● **EXERCISE**: Tell how many lines of the entries below include the string "shadow". Respond with the number alone.

● **DATA EXTRACT**:
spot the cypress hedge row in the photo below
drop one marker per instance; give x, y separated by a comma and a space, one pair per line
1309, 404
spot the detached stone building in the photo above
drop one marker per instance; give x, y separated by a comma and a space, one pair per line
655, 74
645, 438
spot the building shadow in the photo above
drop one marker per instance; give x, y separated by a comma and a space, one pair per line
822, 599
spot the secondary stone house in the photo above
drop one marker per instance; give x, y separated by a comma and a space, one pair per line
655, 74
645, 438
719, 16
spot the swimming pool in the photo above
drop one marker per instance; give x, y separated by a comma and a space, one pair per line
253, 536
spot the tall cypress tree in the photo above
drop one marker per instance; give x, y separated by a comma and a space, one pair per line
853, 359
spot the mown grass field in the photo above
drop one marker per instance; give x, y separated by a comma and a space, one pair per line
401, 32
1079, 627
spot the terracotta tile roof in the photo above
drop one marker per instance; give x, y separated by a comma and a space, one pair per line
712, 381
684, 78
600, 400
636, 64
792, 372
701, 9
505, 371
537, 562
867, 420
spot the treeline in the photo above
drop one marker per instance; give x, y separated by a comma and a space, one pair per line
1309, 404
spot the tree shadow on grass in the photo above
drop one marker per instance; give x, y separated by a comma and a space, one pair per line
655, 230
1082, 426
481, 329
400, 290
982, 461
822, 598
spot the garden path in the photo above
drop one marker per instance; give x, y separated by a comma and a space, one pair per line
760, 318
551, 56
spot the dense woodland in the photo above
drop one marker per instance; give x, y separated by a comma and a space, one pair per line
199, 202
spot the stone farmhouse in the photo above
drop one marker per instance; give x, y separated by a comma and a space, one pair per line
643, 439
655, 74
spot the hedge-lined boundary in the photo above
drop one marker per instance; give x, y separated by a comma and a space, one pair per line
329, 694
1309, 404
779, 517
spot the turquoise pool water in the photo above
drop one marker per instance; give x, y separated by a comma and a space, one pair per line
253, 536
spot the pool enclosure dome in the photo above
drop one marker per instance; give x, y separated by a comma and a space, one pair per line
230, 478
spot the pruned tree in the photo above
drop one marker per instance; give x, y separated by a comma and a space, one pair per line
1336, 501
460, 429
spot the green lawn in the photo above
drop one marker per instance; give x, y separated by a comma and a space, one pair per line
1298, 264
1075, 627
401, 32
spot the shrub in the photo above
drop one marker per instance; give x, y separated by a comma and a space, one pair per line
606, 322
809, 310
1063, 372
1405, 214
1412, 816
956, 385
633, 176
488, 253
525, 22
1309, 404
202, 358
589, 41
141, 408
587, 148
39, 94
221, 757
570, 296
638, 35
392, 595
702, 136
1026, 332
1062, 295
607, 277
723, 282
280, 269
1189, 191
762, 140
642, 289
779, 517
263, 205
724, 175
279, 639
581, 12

● **RESPONSE TO THIS EXERCISE**: 2